▸ **WHAT YOU WILL DO**
Nothing but the lines from the one containing "of the barn" through the last line of the records below should be written out, each exactly as it stands.

▸ **INFORMATION PROVIDED**

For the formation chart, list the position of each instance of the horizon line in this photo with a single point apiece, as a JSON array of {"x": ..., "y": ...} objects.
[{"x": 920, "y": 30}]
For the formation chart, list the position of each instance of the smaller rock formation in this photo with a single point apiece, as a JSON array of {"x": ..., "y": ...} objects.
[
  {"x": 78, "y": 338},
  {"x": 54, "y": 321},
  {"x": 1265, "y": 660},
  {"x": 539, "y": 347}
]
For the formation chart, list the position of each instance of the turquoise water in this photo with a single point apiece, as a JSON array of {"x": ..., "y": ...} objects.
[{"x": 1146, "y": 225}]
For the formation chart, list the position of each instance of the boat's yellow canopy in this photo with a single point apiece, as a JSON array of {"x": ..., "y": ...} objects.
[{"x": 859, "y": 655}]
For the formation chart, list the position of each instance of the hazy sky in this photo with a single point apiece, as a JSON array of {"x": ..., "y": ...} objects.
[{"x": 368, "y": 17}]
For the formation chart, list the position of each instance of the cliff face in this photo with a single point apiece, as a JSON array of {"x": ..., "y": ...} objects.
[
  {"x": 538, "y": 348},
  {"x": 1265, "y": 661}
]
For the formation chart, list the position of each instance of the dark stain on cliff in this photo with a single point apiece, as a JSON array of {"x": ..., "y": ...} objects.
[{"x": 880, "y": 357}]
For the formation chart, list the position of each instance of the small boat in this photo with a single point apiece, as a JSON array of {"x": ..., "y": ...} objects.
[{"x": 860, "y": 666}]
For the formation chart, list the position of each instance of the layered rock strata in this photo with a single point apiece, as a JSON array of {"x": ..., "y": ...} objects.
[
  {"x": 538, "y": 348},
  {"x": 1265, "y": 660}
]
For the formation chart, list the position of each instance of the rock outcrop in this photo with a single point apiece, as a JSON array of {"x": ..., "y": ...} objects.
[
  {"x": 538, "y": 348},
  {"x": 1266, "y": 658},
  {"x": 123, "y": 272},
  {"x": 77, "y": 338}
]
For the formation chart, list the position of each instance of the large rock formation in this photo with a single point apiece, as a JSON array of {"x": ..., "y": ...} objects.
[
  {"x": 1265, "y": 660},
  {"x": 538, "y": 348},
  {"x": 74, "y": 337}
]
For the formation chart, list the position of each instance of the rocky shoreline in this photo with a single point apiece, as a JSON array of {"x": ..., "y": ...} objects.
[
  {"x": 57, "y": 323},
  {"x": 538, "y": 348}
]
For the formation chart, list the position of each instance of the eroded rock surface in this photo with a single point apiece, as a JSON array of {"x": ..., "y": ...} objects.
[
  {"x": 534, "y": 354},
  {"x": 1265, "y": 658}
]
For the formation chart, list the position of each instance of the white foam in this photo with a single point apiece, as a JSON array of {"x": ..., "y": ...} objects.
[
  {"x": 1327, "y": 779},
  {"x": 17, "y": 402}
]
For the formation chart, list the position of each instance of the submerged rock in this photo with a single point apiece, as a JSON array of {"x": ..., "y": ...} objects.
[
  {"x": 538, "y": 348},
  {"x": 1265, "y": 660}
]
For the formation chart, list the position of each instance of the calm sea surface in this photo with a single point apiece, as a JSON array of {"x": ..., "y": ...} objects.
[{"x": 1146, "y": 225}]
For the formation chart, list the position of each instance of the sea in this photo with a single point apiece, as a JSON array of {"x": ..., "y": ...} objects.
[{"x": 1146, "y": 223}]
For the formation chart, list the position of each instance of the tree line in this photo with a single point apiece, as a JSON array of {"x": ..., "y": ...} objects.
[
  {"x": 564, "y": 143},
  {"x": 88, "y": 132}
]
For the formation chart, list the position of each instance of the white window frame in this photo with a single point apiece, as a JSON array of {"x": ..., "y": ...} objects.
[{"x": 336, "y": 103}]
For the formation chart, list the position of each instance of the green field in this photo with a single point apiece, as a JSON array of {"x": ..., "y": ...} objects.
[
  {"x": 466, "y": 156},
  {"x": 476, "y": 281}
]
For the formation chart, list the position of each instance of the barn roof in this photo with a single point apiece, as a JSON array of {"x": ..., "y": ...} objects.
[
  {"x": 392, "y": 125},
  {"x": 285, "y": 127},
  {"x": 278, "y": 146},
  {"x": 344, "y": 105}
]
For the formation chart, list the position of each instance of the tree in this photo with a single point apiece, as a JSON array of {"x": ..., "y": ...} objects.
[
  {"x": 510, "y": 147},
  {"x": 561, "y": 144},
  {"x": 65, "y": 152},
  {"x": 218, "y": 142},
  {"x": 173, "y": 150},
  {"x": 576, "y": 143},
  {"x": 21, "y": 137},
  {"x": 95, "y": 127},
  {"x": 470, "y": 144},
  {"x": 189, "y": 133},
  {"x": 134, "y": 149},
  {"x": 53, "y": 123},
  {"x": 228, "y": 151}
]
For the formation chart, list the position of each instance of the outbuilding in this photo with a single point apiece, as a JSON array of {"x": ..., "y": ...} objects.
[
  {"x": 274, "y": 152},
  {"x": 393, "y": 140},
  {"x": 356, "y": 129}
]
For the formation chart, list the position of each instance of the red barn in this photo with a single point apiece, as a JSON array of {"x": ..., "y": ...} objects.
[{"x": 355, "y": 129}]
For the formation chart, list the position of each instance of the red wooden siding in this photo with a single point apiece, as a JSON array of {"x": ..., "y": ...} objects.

▸ **SOLUTION TO THIS EXERCISE**
For the formation chart, list the position of each instance of the barn roof in this photo with a single point apiece, as a JSON array of {"x": ..., "y": ...} objects.
[
  {"x": 392, "y": 125},
  {"x": 285, "y": 127},
  {"x": 278, "y": 146},
  {"x": 344, "y": 105}
]
For the formation chart, list the position of each instance of the tree in this photo with a single point apiece, as a JSON array of {"x": ..., "y": ...} objects.
[
  {"x": 510, "y": 147},
  {"x": 561, "y": 144},
  {"x": 65, "y": 152},
  {"x": 218, "y": 142},
  {"x": 173, "y": 150},
  {"x": 576, "y": 143},
  {"x": 21, "y": 137},
  {"x": 95, "y": 127},
  {"x": 470, "y": 144},
  {"x": 189, "y": 133},
  {"x": 134, "y": 149},
  {"x": 53, "y": 123},
  {"x": 228, "y": 151}
]
For the formation chart, list the position of each instance of the outbuilding in this photo with a single point apiece, as a JSON array of {"x": ..., "y": ...} objects.
[
  {"x": 274, "y": 152},
  {"x": 393, "y": 140},
  {"x": 356, "y": 129}
]
For the formation chart, list the position of each instance of the red barn in this photo with a single point apiece, as a JSON array of {"x": ..., "y": ...} objects.
[{"x": 355, "y": 129}]
For the formation chart, list the position of each instance of the red wooden siding in this photo with a single point apiece, as a JSON array of {"x": ..., "y": ...} objects.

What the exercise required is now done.